### Stated task
Can you copy the material below word for word, everything from its first line down to and including the line containing "(0, 0), (680, 853)"?

>>

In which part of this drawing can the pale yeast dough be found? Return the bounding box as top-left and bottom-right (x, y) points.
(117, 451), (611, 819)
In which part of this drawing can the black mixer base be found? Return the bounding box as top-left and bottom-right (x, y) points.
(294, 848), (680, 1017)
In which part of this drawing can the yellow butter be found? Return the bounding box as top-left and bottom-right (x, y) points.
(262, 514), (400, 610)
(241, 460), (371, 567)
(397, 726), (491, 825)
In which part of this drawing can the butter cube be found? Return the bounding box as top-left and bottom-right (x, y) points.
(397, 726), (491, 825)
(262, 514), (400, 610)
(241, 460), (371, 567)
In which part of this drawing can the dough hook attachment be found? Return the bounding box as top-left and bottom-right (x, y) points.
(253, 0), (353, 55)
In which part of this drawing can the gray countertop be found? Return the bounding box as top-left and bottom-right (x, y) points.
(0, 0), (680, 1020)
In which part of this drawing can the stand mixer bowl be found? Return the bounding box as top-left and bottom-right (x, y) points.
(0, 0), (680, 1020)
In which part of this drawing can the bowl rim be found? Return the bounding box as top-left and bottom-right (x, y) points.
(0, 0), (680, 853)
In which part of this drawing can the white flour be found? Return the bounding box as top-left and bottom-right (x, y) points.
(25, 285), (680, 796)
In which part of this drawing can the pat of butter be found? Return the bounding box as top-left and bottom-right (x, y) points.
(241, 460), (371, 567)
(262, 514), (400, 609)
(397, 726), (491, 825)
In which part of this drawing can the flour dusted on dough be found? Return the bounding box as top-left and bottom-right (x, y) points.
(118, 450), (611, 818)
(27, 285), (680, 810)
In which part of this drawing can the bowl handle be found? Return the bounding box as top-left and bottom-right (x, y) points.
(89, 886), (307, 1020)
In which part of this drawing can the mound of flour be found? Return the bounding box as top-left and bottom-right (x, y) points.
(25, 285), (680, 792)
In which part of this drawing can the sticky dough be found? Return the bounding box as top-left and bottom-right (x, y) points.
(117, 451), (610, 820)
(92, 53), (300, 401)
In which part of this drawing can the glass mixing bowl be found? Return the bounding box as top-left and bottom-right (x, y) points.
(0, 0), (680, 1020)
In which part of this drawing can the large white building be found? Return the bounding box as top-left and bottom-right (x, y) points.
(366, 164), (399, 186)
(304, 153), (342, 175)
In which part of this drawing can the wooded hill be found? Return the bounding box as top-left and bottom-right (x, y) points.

<<

### Full response
In which part of this drawing can the pale yeast dough be found? Return the bounding box as top-left and bottom-right (x, y) points.
(117, 451), (611, 819)
In which part of this drawing can the black mixer base be found? Return the bounding box as top-left and bottom-right (x, y) points.
(294, 848), (680, 1017)
In which part of this drawing can the yellow butter be found? Return the bounding box as top-left and bottom-right (x, y) points.
(262, 514), (400, 610)
(241, 460), (371, 567)
(397, 726), (491, 825)
In which part of this drawing can the butter cube be found? Return the bounding box as top-left and bottom-right (x, y) points.
(397, 726), (491, 825)
(262, 514), (400, 610)
(241, 460), (371, 567)
In which part of this drawing can the dough hook attachment be found? Return the bounding box as top-left and bottom-right (x, y) points.
(253, 0), (353, 55)
In which part of this drawing can the gray countertop be found? Return the bounding box as top-left and bottom-right (x, y) points.
(0, 0), (680, 1020)
In which part of this drawing can the stand mixer bowl be found? Return the bounding box as top-left and bottom-right (x, y) points.
(0, 0), (680, 1020)
In which part of this drawing can the bowl rim be found? Return the bounding box as top-left and bottom-right (x, y) points.
(0, 0), (680, 853)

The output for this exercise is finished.